------ Given entries ------

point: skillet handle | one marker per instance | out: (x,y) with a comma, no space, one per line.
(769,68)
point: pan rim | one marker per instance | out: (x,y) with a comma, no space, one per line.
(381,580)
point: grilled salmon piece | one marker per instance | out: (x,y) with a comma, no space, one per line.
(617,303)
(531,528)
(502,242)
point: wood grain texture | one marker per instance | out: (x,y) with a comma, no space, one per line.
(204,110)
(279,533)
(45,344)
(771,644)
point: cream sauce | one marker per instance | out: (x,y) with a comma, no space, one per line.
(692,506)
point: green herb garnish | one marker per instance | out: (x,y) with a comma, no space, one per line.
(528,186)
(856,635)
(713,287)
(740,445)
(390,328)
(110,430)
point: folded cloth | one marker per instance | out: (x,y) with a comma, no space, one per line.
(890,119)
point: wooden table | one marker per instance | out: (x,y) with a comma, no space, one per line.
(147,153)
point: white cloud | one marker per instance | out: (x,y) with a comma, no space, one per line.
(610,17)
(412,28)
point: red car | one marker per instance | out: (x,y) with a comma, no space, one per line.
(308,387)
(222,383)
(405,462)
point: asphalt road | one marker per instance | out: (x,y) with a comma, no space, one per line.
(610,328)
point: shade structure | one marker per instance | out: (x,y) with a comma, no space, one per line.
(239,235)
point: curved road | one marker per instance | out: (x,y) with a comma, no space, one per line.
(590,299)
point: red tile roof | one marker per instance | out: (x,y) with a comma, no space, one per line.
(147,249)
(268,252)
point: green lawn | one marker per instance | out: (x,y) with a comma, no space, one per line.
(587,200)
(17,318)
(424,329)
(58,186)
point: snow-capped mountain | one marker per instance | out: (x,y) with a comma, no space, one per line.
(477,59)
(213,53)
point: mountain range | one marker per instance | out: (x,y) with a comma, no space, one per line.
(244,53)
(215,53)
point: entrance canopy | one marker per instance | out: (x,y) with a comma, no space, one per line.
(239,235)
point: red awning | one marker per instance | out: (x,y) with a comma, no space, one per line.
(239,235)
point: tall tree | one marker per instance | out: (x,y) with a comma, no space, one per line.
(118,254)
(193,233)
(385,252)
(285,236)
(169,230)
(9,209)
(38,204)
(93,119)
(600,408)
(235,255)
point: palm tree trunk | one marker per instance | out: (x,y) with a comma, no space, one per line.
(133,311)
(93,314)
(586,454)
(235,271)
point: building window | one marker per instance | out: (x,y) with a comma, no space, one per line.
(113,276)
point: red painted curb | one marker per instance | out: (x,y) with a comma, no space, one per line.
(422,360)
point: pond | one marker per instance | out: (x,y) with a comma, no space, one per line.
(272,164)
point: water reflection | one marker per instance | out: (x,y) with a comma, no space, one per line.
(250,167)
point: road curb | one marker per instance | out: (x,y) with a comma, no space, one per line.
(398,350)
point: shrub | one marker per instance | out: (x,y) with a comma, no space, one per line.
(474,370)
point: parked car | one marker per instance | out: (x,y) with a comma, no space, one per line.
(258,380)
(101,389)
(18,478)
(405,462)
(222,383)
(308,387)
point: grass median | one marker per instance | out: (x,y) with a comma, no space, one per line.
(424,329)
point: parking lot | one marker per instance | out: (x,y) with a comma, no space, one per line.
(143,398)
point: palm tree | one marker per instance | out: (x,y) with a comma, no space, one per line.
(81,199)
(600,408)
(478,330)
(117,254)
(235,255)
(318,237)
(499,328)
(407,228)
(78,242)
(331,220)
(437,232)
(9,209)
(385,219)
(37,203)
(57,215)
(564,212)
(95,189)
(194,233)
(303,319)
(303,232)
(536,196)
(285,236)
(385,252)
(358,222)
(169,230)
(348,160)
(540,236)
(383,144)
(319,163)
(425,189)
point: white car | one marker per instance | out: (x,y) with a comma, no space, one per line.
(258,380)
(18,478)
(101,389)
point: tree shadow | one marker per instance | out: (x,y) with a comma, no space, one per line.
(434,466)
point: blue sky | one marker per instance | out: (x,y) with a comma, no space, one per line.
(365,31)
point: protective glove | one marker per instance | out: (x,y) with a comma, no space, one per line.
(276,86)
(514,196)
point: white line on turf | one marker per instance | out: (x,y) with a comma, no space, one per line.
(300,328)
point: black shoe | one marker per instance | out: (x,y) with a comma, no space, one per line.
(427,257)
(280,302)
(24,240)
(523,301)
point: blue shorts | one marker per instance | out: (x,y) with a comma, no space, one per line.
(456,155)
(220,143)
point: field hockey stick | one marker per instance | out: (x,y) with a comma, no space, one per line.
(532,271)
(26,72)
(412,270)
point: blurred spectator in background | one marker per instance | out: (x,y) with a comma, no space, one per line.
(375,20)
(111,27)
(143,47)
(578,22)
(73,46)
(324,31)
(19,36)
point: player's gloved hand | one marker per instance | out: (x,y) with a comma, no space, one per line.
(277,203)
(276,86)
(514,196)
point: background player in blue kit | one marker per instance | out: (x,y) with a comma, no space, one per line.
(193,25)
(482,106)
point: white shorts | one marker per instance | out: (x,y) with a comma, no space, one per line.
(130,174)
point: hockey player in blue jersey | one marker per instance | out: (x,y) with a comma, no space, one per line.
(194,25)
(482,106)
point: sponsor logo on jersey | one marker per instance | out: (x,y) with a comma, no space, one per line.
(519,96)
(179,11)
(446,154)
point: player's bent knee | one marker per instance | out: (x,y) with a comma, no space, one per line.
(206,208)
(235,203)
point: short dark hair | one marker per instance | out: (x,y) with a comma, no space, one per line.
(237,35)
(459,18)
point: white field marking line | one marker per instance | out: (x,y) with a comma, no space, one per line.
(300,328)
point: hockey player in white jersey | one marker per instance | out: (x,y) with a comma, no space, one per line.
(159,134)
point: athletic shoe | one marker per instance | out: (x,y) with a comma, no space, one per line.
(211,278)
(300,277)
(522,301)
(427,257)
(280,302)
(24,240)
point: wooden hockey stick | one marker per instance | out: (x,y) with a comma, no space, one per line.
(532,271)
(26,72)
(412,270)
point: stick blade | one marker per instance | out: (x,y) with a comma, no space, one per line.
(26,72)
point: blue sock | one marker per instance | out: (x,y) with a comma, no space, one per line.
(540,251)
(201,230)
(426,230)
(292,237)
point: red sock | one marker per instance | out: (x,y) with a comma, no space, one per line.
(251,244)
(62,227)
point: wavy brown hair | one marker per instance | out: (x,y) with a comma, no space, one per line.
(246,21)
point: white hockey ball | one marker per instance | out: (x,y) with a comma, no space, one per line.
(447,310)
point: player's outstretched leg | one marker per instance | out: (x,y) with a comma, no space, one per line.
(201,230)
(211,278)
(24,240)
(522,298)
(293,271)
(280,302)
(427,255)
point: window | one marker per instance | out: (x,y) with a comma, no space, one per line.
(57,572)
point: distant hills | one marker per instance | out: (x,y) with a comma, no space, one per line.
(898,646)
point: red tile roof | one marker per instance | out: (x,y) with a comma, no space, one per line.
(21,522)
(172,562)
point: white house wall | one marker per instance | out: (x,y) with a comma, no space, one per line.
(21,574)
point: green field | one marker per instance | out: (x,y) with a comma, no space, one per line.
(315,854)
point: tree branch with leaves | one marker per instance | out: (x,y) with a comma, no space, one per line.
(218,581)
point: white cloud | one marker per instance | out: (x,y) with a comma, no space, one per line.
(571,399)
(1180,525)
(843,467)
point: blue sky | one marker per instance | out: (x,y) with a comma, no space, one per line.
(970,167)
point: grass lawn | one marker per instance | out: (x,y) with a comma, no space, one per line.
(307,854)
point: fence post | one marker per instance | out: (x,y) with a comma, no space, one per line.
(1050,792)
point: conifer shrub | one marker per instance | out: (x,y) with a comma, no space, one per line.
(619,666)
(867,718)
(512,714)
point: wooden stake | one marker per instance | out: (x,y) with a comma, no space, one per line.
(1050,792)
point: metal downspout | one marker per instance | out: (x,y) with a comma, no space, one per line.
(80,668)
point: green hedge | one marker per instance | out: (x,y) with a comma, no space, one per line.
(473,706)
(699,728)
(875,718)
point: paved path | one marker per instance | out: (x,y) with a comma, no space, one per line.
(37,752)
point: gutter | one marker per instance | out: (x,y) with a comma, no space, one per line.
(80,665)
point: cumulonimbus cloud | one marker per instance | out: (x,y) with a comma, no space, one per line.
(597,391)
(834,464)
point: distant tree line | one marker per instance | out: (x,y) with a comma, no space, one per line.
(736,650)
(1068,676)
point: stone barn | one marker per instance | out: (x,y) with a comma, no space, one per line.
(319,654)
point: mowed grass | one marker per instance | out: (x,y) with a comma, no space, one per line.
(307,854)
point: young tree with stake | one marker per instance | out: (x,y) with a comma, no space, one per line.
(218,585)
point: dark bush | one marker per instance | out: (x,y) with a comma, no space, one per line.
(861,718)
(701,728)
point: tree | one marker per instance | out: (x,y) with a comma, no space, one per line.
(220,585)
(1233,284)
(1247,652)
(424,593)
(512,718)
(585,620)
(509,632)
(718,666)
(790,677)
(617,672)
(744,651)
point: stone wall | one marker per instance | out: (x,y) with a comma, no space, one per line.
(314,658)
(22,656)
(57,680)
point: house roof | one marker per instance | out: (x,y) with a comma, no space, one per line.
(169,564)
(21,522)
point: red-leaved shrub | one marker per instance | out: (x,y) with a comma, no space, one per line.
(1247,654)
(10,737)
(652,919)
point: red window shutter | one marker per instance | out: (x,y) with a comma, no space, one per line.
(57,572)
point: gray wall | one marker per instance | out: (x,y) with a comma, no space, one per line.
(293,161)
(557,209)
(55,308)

------

• **Aim of the task**
Copy out, with no changes, the line containing "point: gray wall" and every line after it through the end of the rows.

• **Written response**
point: gray wall | one marker per instance | out: (x,y) with a comma, no space, one per line.
(293,161)
(557,209)
(55,308)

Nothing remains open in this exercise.